9.       Interzone  Interzone acaba por se revelar o expoente de maior grau da face Punk dos Joy Division. Uma música rápida, conferida por uma paisagem alegre [com excepção para o lirismo, que é regular ao longo de todo o registo: sempre triste, penetrante e sublimemente genial]. Nesta faixa é constatável o aparecimento nos vocais de Peter Hook. Bom momento musical.

10.   I Remember Nothing – Uma das minhas músicas favoritas de toda a discografia do quarteto de Manchester acaba por ser a peça que serve de desenlace ao Unknown Pleasures. Uma música com um ambiente muito dark, intrigante e assustador. A voz de Ian aparece-nos melhor do que nunca, tornando visível o abscôndito, abecedando cada letra que canta, esquivando-se do desprazer naqueles escassos 6 minutos, efeminando a dor que havia em si, dando vida ao seu ego ábio. Inicialmente lenta [como quase sempre até aqui], a música vai acelerando e ganhando ritmo. Nesta música, devido à produção, a voz de Ian parece soar mais forte que tudo, penetrando no ouvido do ouvinte a cada palavra cuspida. Penetrante e fantástico final.

[Entradas de dados guardadas]

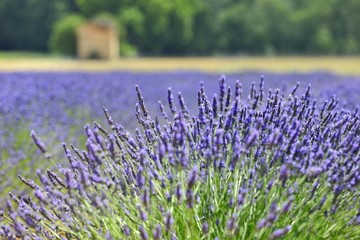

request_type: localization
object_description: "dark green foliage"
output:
[49,15,84,56]
[0,0,360,55]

Problema 1 - Na crítica, de quem é a voz que surge em "Interzone"?
Problema 2 - Por favor, extraia da crítica o trecho entre "9.       Interzone  Interzone acaba" e "Bom momento musical.", inclusive.
Os dados não têm qualquer papel nesta tarefa.

Resposta esperada 1 - Peter Hook.

Resposta esperada 2 -
9.       Interzone  Interzone acaba por se revelar o expoente de maior grau da face Punk dos Joy Division. Uma música rápida, conferida por uma paisagem alegre [com excepção para o lirismo, que é regular ao longo de todo o registo: sempre triste, penetrante e sublimemente genial]. Nesta faixa é constatável o aparecimento nos vocais de Peter Hook. Bom momento musical.